## [Data items]

- - - - -

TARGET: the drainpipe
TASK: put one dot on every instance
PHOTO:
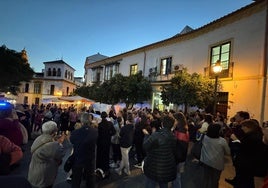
(144, 62)
(265, 61)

- - - - -

## [WHAT YOU NEED TO DO]
If a record holds a picture, drop the picture and return the rest of it exactly.

## [RESPONSE]
TARGET: the drainpipe
TASK: put one dot on every instance
PHOTO:
(144, 62)
(265, 61)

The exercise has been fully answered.